Render every line of the material below as a JSON array of strings, one string per line, leaving out any blank lines.

####

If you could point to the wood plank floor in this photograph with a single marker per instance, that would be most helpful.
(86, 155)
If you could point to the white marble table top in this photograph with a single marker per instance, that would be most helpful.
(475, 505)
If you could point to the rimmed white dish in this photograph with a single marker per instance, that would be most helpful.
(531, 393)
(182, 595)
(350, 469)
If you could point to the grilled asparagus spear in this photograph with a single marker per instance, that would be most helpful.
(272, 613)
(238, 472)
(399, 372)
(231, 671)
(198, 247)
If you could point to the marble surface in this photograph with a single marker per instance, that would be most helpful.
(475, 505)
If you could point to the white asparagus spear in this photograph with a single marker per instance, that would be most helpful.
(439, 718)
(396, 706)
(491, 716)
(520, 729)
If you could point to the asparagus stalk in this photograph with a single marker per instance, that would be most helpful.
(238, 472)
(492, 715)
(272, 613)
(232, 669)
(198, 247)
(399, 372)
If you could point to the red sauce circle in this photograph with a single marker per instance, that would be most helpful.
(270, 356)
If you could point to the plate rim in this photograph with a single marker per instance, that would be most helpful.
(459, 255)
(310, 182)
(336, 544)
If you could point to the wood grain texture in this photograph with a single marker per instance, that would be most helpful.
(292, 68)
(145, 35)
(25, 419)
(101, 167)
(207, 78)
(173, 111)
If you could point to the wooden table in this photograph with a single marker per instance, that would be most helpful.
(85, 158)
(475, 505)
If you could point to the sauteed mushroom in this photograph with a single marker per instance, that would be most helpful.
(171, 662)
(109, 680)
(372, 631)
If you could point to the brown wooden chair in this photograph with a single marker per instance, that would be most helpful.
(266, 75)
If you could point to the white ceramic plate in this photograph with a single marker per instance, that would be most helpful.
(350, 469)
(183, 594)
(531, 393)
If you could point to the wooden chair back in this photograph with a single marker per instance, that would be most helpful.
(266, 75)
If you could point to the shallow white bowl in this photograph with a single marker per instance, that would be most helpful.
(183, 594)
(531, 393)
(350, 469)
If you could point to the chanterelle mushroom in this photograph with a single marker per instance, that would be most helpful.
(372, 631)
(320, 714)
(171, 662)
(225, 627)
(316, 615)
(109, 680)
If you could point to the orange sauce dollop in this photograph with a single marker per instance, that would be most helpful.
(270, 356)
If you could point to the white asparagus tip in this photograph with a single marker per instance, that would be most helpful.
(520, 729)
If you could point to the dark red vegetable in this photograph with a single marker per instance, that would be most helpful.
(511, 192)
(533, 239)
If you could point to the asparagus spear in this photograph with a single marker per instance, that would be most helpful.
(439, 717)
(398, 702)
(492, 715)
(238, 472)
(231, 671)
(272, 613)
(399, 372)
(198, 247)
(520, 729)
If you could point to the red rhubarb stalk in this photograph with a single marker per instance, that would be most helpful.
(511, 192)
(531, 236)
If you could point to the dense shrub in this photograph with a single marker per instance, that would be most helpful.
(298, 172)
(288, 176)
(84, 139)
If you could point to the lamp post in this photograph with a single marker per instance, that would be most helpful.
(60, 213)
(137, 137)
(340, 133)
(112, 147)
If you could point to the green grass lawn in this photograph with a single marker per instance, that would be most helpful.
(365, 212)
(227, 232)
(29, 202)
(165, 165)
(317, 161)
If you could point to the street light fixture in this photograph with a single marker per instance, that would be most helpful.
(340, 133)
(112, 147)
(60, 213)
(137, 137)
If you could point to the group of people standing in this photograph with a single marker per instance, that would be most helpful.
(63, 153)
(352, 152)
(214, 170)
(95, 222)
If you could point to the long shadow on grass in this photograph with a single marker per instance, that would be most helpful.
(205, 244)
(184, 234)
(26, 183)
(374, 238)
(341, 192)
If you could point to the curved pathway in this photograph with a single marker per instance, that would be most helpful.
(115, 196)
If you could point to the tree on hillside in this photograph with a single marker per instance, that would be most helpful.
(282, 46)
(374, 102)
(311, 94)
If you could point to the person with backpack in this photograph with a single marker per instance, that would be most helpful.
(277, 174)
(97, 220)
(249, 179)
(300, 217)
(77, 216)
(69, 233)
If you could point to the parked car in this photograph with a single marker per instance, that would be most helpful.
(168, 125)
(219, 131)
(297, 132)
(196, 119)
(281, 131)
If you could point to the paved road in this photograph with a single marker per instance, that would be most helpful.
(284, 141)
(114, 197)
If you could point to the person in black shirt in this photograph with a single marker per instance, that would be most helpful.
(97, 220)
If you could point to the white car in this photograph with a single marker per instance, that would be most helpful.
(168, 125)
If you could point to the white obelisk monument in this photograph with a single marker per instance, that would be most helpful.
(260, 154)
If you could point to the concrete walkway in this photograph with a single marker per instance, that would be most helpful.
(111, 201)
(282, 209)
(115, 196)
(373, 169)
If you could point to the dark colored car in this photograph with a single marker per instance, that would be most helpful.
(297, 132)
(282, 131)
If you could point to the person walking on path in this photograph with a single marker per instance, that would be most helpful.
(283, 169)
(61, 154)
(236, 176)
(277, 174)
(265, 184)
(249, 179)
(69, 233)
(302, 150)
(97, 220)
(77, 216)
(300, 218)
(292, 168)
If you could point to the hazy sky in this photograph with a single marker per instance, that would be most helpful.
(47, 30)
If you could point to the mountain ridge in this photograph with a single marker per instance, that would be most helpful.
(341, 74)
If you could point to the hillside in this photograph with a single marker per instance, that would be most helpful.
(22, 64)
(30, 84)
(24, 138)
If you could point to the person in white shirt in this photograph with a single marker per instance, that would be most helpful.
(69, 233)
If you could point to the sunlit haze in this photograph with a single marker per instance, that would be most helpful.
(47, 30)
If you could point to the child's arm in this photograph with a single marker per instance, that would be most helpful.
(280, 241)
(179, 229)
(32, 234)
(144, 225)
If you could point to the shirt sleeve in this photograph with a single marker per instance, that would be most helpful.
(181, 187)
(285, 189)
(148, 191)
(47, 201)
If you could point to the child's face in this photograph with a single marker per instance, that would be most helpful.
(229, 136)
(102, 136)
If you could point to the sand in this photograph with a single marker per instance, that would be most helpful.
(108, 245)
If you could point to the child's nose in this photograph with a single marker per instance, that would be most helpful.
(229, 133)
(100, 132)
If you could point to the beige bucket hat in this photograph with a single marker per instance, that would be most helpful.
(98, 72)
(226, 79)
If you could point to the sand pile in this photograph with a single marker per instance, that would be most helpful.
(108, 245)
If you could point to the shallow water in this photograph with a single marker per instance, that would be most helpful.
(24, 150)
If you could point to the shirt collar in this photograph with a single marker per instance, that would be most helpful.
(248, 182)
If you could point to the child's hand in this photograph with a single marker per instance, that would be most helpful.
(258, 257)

####

◆ TASK RESPONSE:
[
  "If you could point to the wood plank floor in this photograph with a single marker per instance, that would be most helpful.",
  "(86, 155)",
  "If you could point to the white marble table top in this photograph with a single marker per instance, that would be most helpful.",
  "(475, 505)",
  "If you could point to the rimmed white dish in this photograph with a single marker per instance, that would be most helpful.",
  "(531, 393)",
  "(182, 595)",
  "(350, 469)",
  "If you could point to the grilled asparagus spear in this photograph with a single marker per instance, that would be most helpful.",
  "(272, 613)",
  "(238, 472)",
  "(399, 372)",
  "(231, 671)",
  "(198, 247)",
  "If you could point to the marble surface in this photograph with a single marker per instance, that would be most helpful.",
  "(475, 505)",
  "If you could point to the white asparagus spear in this photograph with a single marker per instance, that would be most helpful.",
  "(439, 718)",
  "(396, 706)",
  "(491, 716)",
  "(520, 729)",
  "If you could point to the asparagus stalk in this photograph with a single marker per instance, that would be most helpful.",
  "(238, 472)",
  "(492, 715)",
  "(272, 613)",
  "(232, 669)",
  "(198, 247)",
  "(399, 372)",
  "If you could point to the red sauce circle in this photograph with a single marker per instance, that would be most helpful.",
  "(270, 356)",
  "If you could point to the plate rim in this photograph with a single marker per instance, that would be most helpful.",
  "(459, 255)",
  "(310, 182)",
  "(336, 544)",
  "If you could point to the wood grain texture in this photograph with a single marker per instance, that would be most helpful.",
  "(292, 68)",
  "(145, 35)",
  "(25, 419)",
  "(101, 167)",
  "(207, 78)",
  "(173, 111)",
  "If you could point to the wooden table in this photograph with a single marker per instance, that would be most helpful.",
  "(85, 158)",
  "(475, 505)",
  "If you could point to the sauteed mushroom in this photograph with a single marker per instance, that would be most helpful.",
  "(171, 662)",
  "(109, 680)",
  "(372, 631)",
  "If you could point to the brown wooden chair in this photograph with a single marker per instance, that would be most helpful.",
  "(266, 75)",
  "If you could point to the white ceramic plate in this photograph with a single marker per instance, that would be most helpful.",
  "(350, 469)",
  "(183, 594)",
  "(531, 393)",
  "If you could point to the wooden chair back in this photograph with a single marker per instance, that would be most helpful.",
  "(266, 75)",
  "If you could point to the shallow white bowl in this photograph with a single marker per instance, that would be most helpful.",
  "(183, 594)",
  "(531, 393)",
  "(350, 469)",
  "If you could point to the chanterelle mushroom in this photograph with a single marker per instance, that would be most helpful.",
  "(372, 631)",
  "(320, 714)",
  "(171, 662)",
  "(225, 627)",
  "(316, 615)",
  "(109, 680)",
  "If you could point to the orange sauce dollop in this photograph with a single marker per instance, that would be most helpful.",
  "(270, 356)",
  "If you could point to the white asparagus tip in this photograph with a single marker per instance, that would be most helpful.",
  "(520, 729)",
  "If you could point to the dark red vegetable in this photograph with a single marker per instance, that would be most helpful.",
  "(511, 192)",
  "(533, 239)",
  "If you could point to the asparagus spear in this photograph with a single marker per instance, that would be most helpful.",
  "(439, 717)",
  "(398, 702)",
  "(492, 715)",
  "(238, 472)",
  "(231, 671)",
  "(272, 613)",
  "(399, 372)",
  "(198, 247)",
  "(520, 729)",
  "If you could point to the red rhubarb stalk in this photograph with a single marker per instance, that would be most helpful.",
  "(511, 192)",
  "(531, 236)",
  "If you could point to the dense shrub in this photograph with a single marker per instance, that would be most helpful.",
  "(298, 172)",
  "(288, 176)",
  "(84, 139)",
  "If you could point to the lamp post in this photograph with a single marker per instance, that would be most helpful.",
  "(60, 213)",
  "(137, 137)",
  "(340, 133)",
  "(112, 147)",
  "If you could point to the green grass lawn in this photograph with a single marker per instance, that would be most helpful.",
  "(365, 212)",
  "(227, 232)",
  "(29, 202)",
  "(165, 165)",
  "(317, 161)",
  "If you could point to the street light fixture in this photograph with a single marker per instance, that would be most helpful.",
  "(340, 133)",
  "(112, 147)",
  "(60, 213)",
  "(137, 137)",
  "If you could point to the group of people standing in this photograph with a single marker per instance, that would be most helpful.",
  "(63, 153)",
  "(352, 152)",
  "(214, 170)",
  "(95, 222)",
  "If you could point to the long shadow on grass in this photograph with a single marker per instance, that would be most helpful.",
  "(205, 244)",
  "(184, 234)",
  "(26, 183)",
  "(374, 238)",
  "(341, 192)",
  "If you could point to the curved pathway in this photograph with a single marker per instance, that would be most helpful.",
  "(115, 196)",
  "If you could point to the tree on hillside in this photograph with a single marker per instance, that would be most helpful.",
  "(282, 46)",
  "(374, 102)",
  "(311, 94)",
  "If you could point to the person with backpack in this photograph with a single marker per instance, that would be most helpful.",
  "(277, 174)",
  "(97, 220)",
  "(249, 179)",
  "(300, 217)",
  "(77, 216)",
  "(69, 233)",
  "If you could point to the parked car in this photograph with a single marker per instance, that would be most helpful.",
  "(168, 125)",
  "(219, 131)",
  "(297, 132)",
  "(196, 119)",
  "(281, 131)",
  "If you could point to the paved road in this photograph with a single marker per instance, that would be most helpful.",
  "(284, 141)",
  "(114, 197)",
  "If you could point to the person in black shirt in this photograph with a single marker per instance, that would be most helpful.",
  "(97, 220)",
  "If you could point to the white car in this photograph with a single marker per instance, that would be most helpful.",
  "(168, 125)",
  "If you could point to the white obelisk monument in this photograph with a single marker per instance, that would be most helpful.",
  "(260, 154)",
  "If you could point to the concrete walkway in this photograph with a single marker per instance, that would be most helpful.",
  "(111, 201)",
  "(282, 209)",
  "(115, 196)",
  "(373, 169)",
  "If you could point to the dark colored car in this photograph with a single marker per instance, that would be most helpful.",
  "(297, 132)",
  "(282, 131)",
  "If you could point to the person walking on path in this photograph with a single marker per instance, that would be most helpful.",
  "(283, 169)",
  "(61, 154)",
  "(236, 176)",
  "(277, 174)",
  "(265, 184)",
  "(249, 179)",
  "(69, 233)",
  "(302, 150)",
  "(97, 220)",
  "(77, 216)",
  "(300, 218)",
  "(292, 168)",
  "If you could point to the hazy sky in this photograph with a single marker per instance, that would be most helpful.",
  "(47, 30)",
  "If you could point to the mountain ridge in this photograph with a single marker per instance, that would be most helpful.",
  "(341, 74)",
  "If you could point to the hillside in this photograph with a single marker per instance, that would be most helpful.",
  "(22, 64)",
  "(30, 84)",
  "(24, 138)",
  "If you could point to the person in white shirt in this photograph with a single marker per instance, that would be most helpful.",
  "(69, 233)",
  "If you could point to the sunlit haze in this photograph with a single marker per instance, that would be most helpful.",
  "(47, 30)",
  "If you could point to the child's arm in this photograph with a single marker per instance, that would be most helpful.",
  "(280, 241)",
  "(179, 229)",
  "(32, 234)",
  "(144, 225)",
  "If you could point to the shirt sleeve in this photograph with a single marker per instance, that would be most helpful.",
  "(181, 187)",
  "(285, 189)",
  "(148, 191)",
  "(47, 201)",
  "If you could point to the child's face in this photograph with a single marker per instance, that would be most helpful.",
  "(229, 136)",
  "(102, 136)",
  "If you could point to the sand in this photograph with a single marker per instance, that would be most helpful.",
  "(108, 245)",
  "If you could point to the child's nose in this photograph with a single marker per instance, that would be most helpful.",
  "(229, 133)",
  "(100, 132)",
  "If you could point to the beige bucket hat in this photograph with a single marker per instance, that would be most helpful.",
  "(98, 72)",
  "(226, 79)",
  "If you could point to the sand pile in this photograph with a single marker per instance, that would be most helpful.",
  "(108, 245)",
  "If you could point to the shallow water in this photograph with a single marker per instance, that would be most helpful.",
  "(24, 150)",
  "If you could point to the shirt collar in this photograph with a single marker per instance, that would be most helpful.",
  "(248, 182)",
  "If you could point to the child's hand in this photograph with a single marker per instance, that would be most helpful.",
  "(258, 257)"
]